Introduction

What makes us happy? Isn’t that what everything is about?

To help find an answer, the World Happiness Report, in response to the UN meeting on “Wellbeing and Happiness: Defining a New Economic Paradigm” has been releasing annual editions on the topic since 2012. The report reviews the latest discoveries on happiness and examines globally obtained data of differing qualities of life to ascertain how happiness is derived.

This report explores the 2019 World Happiness Report dataset which examined 8 different predictors that affect people’s perceived happiness. The report then ranks the 156 participating countries based on how their citizens respond to the survey’s questions. The primary measure of happiness is determined by the Cantril ladder question which asks respondents to evaluate their lives from a score between 0 (the worst possible life) to 10 (the best possible life). Data from 2005-2018 is captured in the dataset.

Problem Statement

This report will aim to identify the effect of 2 of the 8 predictors on the Cantril ladder question on a national level, in particular: social support and generosity between the years 2016-2018. It intends to see if the relationships between these variables and the ladder question response is linear and which is a better measurement of happiness.

Data

As mentioned, all data was sourced from the 2019 World Happiness Report’s Chapter 2 Online Data. According to the 2020 FAQ page, the data from the 2020 report was obtained from “nationally representative samples” (Helliwell et al., 2020) of which a typical annual sample is 1000 people. To obtain these samples, it is inferred that a cluster sampling method was used, and given no mention of changing procedures, it is inferred that the same sampling methods were used for the 2019 report.

The values within the dataset have already been adjusted for population size in each country (Helliwell et al., 2019).

As it has been stated that some earlier samples (for example 2005) had sample sizes less than the most recent sample sizes (Helliwell et al., 2019), the report will only examine the most recent grouping of 2016-2018.

Data Cont.

^^^^^^^^^^^^^^^^

» **Your goal**: In the World Happiness passage, what score range does the Cantril ladder question ask respondents to use? The records that come next have no connection to the passage above.

(Location identification entries)
^^^^^^^^^^^^^^^^

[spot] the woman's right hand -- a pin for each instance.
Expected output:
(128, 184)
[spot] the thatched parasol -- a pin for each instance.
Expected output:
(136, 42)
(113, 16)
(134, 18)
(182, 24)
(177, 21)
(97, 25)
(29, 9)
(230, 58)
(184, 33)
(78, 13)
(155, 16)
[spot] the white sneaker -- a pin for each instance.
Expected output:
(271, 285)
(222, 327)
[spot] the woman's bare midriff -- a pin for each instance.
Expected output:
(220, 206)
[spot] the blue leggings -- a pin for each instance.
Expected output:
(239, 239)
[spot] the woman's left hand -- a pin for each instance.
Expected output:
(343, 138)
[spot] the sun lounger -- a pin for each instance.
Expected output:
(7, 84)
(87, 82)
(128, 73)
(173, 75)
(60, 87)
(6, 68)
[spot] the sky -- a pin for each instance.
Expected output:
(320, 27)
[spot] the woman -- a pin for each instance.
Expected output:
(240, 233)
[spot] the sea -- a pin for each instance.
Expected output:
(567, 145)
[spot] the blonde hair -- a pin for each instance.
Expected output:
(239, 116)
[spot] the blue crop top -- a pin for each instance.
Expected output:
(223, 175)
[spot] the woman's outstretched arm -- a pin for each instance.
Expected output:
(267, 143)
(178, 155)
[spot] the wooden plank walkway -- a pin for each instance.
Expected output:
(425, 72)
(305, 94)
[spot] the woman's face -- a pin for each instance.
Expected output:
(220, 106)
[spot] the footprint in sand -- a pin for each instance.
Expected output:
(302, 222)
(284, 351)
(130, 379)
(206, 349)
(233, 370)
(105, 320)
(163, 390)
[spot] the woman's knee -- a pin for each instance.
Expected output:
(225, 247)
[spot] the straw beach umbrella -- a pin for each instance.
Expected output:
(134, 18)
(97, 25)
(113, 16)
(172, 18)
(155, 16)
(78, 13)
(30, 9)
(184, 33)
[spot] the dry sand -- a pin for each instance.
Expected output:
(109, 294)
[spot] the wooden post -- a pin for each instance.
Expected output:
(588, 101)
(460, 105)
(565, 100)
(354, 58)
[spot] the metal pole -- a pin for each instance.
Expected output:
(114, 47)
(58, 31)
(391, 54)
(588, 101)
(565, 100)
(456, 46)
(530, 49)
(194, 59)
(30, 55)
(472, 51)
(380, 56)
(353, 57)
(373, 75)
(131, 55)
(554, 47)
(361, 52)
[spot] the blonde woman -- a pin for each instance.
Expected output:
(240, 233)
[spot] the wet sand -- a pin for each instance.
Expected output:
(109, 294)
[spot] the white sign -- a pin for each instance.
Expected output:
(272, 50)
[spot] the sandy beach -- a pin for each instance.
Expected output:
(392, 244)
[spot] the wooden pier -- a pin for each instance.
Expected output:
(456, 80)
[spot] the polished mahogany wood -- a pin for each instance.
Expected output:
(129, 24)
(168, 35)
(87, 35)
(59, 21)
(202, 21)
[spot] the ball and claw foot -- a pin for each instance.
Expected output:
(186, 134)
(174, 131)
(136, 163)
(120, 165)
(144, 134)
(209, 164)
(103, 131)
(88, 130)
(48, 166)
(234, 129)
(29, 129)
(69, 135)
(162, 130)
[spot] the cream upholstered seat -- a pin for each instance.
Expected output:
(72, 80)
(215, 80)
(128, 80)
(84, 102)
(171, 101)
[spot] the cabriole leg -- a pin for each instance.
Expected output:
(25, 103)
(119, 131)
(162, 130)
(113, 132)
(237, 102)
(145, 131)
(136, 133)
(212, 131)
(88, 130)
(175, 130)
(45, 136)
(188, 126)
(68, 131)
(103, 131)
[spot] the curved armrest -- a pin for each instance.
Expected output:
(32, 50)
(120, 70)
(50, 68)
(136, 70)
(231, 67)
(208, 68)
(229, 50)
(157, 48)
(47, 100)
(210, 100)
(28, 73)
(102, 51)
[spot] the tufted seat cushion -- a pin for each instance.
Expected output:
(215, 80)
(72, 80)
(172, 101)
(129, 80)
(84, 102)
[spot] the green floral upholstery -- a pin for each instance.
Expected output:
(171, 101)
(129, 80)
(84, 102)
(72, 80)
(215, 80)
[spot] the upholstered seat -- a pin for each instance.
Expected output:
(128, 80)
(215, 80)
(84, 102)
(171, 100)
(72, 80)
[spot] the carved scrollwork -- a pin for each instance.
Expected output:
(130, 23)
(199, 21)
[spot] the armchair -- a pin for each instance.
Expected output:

^^^^^^^^^^^^^^^^

» **Exercise solution**: From 0 (the worst possible life) to 10 (the best possible life).